▶ [Exercise details]:
Which lines in the records contain the string "photo"? Extract each such line, counting only matches with the same uppercase and lowercase letters.
:: Exercise material ::
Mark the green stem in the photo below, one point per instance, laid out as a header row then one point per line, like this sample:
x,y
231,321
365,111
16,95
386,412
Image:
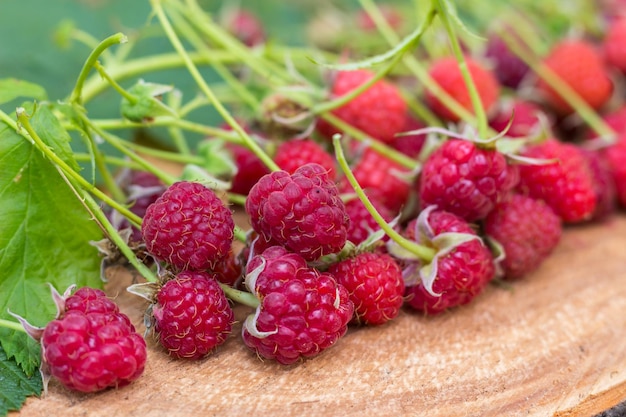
:::
▶ [The response]:
Mark the green stem in the photo below, one point per instance, laid out as a header row then one point per line, like this sample:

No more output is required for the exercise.